Image object location entries
###

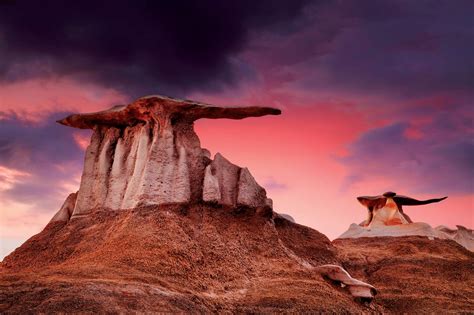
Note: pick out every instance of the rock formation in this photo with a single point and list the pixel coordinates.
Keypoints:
(387, 208)
(387, 218)
(357, 288)
(147, 153)
(199, 235)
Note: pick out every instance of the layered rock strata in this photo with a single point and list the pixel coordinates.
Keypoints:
(147, 153)
(387, 218)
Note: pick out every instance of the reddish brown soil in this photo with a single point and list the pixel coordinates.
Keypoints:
(413, 274)
(175, 259)
(212, 259)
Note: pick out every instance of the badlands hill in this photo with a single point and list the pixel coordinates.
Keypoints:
(159, 225)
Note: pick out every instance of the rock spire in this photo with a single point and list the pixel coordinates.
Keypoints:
(147, 153)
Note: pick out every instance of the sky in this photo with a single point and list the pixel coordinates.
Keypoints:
(376, 96)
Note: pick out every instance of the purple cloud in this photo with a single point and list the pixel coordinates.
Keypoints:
(440, 161)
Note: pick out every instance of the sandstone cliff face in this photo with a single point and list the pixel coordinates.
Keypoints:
(147, 153)
(175, 258)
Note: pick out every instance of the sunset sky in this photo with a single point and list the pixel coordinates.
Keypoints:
(376, 96)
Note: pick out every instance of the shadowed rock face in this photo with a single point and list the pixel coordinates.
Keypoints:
(147, 153)
(387, 218)
(387, 209)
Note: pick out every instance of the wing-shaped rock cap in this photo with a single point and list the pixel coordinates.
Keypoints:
(162, 108)
(147, 153)
(387, 209)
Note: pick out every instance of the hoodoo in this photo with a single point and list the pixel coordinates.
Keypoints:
(385, 217)
(147, 153)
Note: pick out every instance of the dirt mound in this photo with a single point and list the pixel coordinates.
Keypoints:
(412, 274)
(174, 258)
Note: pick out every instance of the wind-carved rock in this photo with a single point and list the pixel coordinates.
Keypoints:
(147, 153)
(357, 288)
(387, 209)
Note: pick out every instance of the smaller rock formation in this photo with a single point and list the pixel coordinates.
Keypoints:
(387, 208)
(357, 288)
(387, 218)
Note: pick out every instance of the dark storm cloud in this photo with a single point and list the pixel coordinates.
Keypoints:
(136, 46)
(47, 152)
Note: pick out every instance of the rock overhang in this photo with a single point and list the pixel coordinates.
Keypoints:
(162, 108)
(147, 153)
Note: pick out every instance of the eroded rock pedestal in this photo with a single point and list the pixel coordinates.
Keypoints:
(386, 217)
(147, 153)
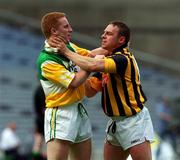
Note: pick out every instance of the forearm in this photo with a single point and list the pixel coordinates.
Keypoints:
(86, 63)
(98, 51)
(79, 78)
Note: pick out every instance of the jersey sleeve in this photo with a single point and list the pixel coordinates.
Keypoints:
(57, 73)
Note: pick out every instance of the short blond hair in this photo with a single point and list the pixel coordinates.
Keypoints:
(49, 21)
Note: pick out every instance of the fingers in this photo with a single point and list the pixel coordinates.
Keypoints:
(56, 41)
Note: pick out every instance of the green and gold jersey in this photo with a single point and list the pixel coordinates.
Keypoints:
(56, 72)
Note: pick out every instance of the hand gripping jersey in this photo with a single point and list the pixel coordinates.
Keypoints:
(56, 73)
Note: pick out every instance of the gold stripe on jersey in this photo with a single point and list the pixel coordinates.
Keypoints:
(122, 94)
(57, 73)
(110, 66)
(112, 99)
(53, 124)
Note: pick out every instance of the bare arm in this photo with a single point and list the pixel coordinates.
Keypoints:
(79, 78)
(86, 63)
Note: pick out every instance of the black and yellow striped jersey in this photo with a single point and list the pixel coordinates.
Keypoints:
(122, 94)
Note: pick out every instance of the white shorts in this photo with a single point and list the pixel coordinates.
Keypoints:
(130, 131)
(69, 123)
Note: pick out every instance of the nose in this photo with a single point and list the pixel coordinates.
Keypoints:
(70, 29)
(103, 36)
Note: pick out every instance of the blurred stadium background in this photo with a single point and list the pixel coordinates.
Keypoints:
(155, 29)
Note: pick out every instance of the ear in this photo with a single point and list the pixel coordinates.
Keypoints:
(53, 31)
(122, 39)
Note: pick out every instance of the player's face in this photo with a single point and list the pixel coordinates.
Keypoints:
(64, 29)
(110, 38)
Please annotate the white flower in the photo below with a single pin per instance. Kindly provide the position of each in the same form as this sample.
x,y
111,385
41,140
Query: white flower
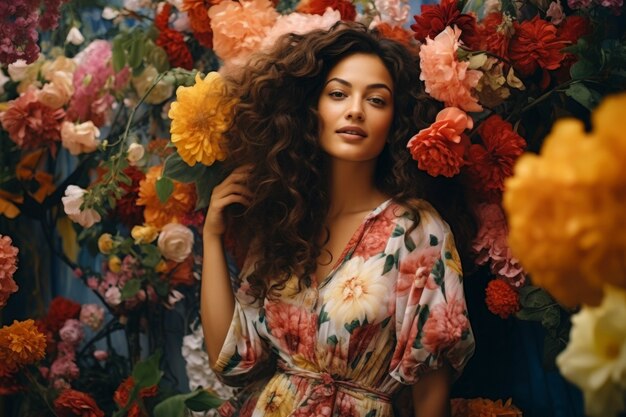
x,y
74,36
3,81
71,204
175,242
80,138
136,151
358,291
595,358
109,13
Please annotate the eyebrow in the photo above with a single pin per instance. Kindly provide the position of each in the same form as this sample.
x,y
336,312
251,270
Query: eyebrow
x,y
369,87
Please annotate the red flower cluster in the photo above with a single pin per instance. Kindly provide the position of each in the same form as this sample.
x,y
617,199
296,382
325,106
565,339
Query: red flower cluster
x,y
122,396
72,403
435,18
492,162
344,7
172,41
501,298
60,310
126,208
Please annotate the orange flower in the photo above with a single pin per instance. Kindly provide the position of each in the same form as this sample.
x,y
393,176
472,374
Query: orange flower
x,y
21,344
502,299
158,214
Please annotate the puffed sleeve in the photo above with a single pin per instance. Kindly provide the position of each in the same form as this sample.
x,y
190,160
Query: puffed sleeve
x,y
245,356
432,323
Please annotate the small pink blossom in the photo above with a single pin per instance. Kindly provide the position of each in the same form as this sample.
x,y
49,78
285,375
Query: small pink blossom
x,y
8,266
446,79
72,332
445,325
92,315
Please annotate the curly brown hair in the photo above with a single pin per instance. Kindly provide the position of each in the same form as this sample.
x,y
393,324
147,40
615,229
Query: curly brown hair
x,y
275,129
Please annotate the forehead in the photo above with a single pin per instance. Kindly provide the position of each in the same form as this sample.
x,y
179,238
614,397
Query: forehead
x,y
362,68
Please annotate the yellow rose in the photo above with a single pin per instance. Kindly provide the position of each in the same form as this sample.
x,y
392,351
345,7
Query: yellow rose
x,y
115,264
105,243
144,234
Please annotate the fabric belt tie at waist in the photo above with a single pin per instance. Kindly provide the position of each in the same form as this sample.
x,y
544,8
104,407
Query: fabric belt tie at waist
x,y
328,386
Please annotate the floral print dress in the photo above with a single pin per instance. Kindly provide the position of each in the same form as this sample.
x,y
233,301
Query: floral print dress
x,y
391,309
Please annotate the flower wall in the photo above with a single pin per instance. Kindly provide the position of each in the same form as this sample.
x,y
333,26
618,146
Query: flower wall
x,y
111,122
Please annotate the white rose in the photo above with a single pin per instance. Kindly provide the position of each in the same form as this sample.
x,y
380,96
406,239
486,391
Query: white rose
x,y
71,204
58,92
74,36
135,153
175,242
80,138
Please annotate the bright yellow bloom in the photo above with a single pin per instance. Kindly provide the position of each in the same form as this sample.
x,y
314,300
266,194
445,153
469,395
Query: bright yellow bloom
x,y
21,344
566,208
200,115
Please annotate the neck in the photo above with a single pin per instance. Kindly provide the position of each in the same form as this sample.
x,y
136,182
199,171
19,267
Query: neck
x,y
351,187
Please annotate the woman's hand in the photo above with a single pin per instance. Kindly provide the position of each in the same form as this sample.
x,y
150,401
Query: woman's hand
x,y
230,191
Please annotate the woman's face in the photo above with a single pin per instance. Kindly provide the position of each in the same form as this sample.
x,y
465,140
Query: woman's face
x,y
356,109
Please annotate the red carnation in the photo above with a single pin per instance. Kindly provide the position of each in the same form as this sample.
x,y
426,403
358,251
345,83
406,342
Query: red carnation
x,y
434,19
501,299
72,403
344,7
60,310
492,162
495,33
176,49
126,209
535,44
122,396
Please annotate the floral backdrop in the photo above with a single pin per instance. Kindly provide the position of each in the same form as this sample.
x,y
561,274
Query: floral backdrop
x,y
111,122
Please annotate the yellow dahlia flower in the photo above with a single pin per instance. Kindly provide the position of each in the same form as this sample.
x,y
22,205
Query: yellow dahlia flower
x,y
200,115
567,208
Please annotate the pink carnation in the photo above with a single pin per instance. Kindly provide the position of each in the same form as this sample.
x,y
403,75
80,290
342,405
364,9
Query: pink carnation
x,y
239,28
440,148
491,245
30,123
446,79
91,100
92,315
72,332
8,266
299,23
445,325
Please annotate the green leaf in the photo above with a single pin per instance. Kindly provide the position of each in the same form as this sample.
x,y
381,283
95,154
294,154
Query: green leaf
x,y
164,188
151,255
147,373
203,401
131,288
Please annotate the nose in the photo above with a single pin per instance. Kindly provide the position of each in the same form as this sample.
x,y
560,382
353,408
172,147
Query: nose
x,y
355,111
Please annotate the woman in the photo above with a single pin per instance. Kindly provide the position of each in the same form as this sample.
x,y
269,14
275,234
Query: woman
x,y
351,280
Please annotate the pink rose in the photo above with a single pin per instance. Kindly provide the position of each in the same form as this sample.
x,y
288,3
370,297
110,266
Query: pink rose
x,y
446,79
175,242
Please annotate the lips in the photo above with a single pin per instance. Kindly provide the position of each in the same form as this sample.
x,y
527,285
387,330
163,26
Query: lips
x,y
352,131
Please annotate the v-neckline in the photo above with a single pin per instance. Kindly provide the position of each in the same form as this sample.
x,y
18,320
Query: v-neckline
x,y
354,239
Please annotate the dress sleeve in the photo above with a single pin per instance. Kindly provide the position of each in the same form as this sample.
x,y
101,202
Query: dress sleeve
x,y
245,356
432,324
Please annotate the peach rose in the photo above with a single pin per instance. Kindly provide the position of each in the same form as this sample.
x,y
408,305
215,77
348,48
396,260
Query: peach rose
x,y
80,138
175,242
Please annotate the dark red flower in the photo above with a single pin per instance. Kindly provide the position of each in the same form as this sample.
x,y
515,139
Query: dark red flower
x,y
72,403
491,162
495,34
59,311
176,49
434,19
535,45
126,209
344,7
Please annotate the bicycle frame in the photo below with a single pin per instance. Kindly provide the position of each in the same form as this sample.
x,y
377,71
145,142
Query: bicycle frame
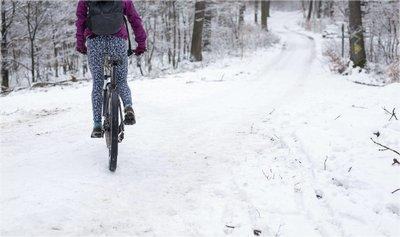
x,y
109,89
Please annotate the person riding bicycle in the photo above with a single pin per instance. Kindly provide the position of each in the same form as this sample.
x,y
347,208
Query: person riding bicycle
x,y
101,24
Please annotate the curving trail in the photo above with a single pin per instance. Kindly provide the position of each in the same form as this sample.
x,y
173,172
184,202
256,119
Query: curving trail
x,y
208,157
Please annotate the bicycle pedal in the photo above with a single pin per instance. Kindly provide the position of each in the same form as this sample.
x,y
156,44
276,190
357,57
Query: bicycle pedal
x,y
121,137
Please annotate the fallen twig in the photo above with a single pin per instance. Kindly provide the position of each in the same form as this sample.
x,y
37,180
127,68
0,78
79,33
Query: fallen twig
x,y
270,113
385,147
395,162
392,114
396,190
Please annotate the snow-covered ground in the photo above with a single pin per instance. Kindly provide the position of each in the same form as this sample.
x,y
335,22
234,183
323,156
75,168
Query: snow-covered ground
x,y
272,142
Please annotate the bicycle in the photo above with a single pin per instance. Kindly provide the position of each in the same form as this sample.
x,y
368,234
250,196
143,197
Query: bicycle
x,y
113,125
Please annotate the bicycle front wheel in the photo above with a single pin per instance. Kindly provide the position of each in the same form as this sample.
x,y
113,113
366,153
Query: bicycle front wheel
x,y
114,131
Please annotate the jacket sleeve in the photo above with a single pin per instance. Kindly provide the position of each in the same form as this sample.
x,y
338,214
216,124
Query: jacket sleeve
x,y
81,14
136,23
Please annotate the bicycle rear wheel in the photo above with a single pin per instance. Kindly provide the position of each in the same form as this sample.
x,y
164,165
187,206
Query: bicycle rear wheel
x,y
114,131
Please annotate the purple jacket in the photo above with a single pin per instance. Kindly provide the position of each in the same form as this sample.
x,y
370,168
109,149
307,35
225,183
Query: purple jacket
x,y
82,32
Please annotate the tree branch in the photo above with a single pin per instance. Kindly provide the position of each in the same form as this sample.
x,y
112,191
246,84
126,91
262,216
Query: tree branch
x,y
386,147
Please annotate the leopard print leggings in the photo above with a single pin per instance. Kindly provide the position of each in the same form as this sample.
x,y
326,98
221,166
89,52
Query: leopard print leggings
x,y
116,48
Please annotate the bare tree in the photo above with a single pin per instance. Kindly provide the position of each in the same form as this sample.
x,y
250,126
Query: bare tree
x,y
256,7
357,49
197,36
310,10
7,17
207,25
34,13
264,14
242,9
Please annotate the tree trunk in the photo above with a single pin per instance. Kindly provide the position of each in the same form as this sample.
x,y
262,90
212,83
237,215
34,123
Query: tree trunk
x,y
264,15
310,10
256,7
32,54
242,9
207,26
5,81
318,10
357,49
197,36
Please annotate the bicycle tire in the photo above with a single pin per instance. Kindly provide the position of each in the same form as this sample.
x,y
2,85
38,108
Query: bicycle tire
x,y
114,131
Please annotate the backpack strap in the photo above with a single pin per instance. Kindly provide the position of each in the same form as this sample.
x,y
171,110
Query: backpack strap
x,y
130,51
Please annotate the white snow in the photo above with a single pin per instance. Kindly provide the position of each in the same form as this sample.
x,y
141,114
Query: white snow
x,y
227,149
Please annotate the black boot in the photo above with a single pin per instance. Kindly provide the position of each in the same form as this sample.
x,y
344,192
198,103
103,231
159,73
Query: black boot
x,y
97,132
129,116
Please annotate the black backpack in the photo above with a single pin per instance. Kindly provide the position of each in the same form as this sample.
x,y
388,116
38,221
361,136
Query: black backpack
x,y
105,17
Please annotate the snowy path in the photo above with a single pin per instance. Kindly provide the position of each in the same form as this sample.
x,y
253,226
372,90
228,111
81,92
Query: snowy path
x,y
209,157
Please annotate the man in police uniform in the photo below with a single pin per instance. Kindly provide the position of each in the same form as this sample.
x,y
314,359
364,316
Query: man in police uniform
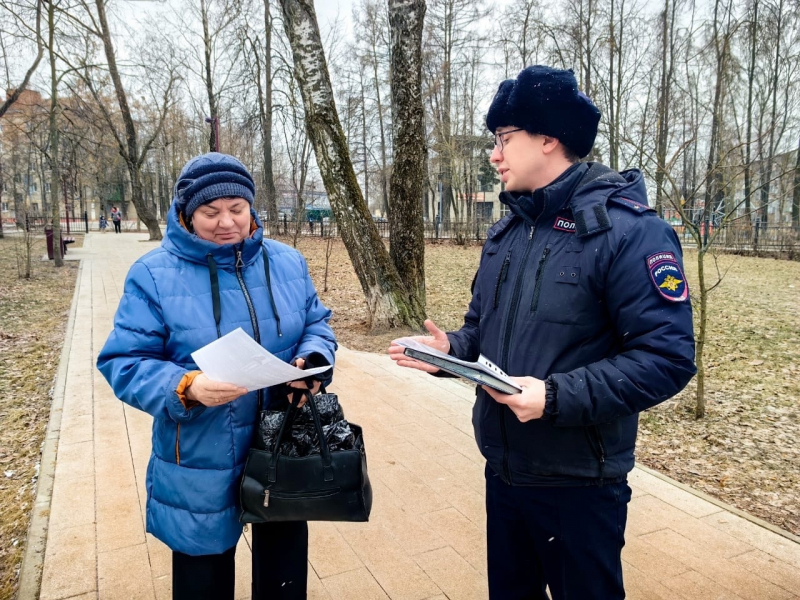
x,y
581,294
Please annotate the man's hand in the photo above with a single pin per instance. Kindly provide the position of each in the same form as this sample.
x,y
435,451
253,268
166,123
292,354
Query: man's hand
x,y
213,393
437,340
527,405
300,363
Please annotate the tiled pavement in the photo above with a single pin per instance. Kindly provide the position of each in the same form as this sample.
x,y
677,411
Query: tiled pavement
x,y
425,539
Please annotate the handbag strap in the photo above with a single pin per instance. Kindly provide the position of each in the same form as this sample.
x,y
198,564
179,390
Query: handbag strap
x,y
327,469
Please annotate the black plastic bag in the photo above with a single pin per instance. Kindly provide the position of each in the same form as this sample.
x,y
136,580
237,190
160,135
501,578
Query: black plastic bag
x,y
303,439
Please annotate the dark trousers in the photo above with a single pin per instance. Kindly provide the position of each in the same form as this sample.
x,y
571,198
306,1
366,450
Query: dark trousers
x,y
280,567
567,538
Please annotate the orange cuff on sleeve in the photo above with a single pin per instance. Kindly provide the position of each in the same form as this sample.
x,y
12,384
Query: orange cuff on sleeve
x,y
181,391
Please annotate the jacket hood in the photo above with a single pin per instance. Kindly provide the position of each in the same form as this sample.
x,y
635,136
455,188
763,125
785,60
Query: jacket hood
x,y
181,242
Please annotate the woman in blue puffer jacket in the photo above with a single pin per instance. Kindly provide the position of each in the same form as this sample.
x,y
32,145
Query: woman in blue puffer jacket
x,y
214,272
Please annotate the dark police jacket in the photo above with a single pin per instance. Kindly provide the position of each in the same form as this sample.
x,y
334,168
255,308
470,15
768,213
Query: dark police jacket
x,y
581,285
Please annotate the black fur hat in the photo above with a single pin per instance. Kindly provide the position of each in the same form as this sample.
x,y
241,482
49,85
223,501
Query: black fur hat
x,y
546,101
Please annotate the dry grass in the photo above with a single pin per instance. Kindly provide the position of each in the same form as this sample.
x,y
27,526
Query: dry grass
x,y
744,452
33,316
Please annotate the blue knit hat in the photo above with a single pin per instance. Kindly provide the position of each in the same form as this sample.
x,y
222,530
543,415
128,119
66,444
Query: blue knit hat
x,y
546,101
210,176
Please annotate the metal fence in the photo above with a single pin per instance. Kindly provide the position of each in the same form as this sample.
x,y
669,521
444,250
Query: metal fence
x,y
458,231
747,238
38,222
734,236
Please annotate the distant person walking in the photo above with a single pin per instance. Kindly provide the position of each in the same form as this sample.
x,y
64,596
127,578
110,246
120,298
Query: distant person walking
x,y
116,218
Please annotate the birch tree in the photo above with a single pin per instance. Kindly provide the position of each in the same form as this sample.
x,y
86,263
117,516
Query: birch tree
x,y
406,19
389,303
131,148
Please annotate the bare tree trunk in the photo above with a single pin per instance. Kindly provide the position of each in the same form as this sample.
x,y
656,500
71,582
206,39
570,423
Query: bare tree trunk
x,y
266,127
390,305
213,141
613,139
365,156
700,395
751,69
55,166
446,133
796,190
384,182
406,19
130,149
773,124
664,100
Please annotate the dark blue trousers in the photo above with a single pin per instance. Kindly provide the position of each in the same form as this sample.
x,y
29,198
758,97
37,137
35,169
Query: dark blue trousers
x,y
567,538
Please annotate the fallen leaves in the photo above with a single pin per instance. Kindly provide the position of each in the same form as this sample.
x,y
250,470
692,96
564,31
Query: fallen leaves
x,y
33,316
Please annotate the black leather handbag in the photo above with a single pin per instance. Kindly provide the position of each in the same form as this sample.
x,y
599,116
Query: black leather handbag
x,y
329,486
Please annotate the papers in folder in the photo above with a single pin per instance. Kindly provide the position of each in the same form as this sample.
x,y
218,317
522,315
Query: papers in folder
x,y
237,358
482,372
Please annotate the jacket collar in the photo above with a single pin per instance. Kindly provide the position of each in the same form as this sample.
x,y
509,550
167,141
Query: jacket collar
x,y
179,241
546,201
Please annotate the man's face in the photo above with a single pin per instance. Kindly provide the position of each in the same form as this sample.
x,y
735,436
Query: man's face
x,y
518,158
223,221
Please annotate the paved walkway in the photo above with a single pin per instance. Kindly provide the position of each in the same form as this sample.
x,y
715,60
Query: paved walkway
x,y
426,537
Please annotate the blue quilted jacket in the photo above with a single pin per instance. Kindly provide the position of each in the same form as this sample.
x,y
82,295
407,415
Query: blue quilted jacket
x,y
167,311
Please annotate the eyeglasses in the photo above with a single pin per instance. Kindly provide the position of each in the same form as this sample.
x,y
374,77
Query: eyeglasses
x,y
499,142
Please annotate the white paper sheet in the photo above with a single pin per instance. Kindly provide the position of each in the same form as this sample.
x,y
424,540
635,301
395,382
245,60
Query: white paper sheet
x,y
237,358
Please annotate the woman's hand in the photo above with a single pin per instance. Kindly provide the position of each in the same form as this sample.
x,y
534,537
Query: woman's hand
x,y
300,384
213,393
437,340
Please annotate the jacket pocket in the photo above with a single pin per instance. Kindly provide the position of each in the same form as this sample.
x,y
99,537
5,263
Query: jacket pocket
x,y
501,278
595,440
537,286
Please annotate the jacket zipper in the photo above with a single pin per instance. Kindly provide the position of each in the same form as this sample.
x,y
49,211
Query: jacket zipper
x,y
538,282
601,448
507,344
501,278
250,308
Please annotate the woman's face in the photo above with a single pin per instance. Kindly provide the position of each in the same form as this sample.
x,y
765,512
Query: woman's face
x,y
223,221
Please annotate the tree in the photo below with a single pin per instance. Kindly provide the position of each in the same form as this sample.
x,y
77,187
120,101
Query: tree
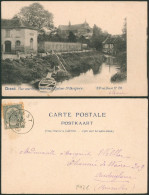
x,y
97,38
36,16
72,37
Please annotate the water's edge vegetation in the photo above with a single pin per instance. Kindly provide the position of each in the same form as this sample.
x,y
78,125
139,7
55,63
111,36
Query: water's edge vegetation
x,y
27,70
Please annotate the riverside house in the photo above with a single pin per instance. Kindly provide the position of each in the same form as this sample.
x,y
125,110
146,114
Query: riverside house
x,y
17,36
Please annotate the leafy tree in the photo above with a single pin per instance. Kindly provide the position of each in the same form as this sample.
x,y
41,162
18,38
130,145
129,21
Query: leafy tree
x,y
35,15
72,37
98,37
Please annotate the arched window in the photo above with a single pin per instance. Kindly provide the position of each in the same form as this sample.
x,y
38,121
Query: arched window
x,y
18,43
31,43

###

* [YOUR TASK]:
Begin with the line containing "Please annotate the tree in" and end with the final line of the data, printing those lines exactly and only; pictures are left out.

* [THE ANSWER]:
Please annotate the tree in the photo below with a single pin per instance. Kindly provide the position of each in the same form as this sample.
x,y
77,187
120,101
Query: tree
x,y
97,38
36,16
72,37
Please annotate the water's edge vegetation in the photo above with a single pin per instance. Kindly provide the position of each in the same form as this sample.
x,y
78,125
139,7
55,63
111,36
Query: water's edge vegetation
x,y
27,70
Please annotate the riverside house in the photo above with a single pin per instance. Kindly provide the position of each in the same form as this sample.
x,y
125,110
146,114
Query: riverside house
x,y
17,36
Please annotate the leafy tree in the photo above with a single pin per instance. Kindly provide the position of each in the same form as this sample.
x,y
41,162
18,38
130,145
129,21
Query: leafy tree
x,y
35,15
72,37
98,37
Please annotate the arched window in the photo above with a single pin per instance. Kindly provide the position of each in the same form as this sample.
x,y
38,121
Query: arched window
x,y
18,43
31,43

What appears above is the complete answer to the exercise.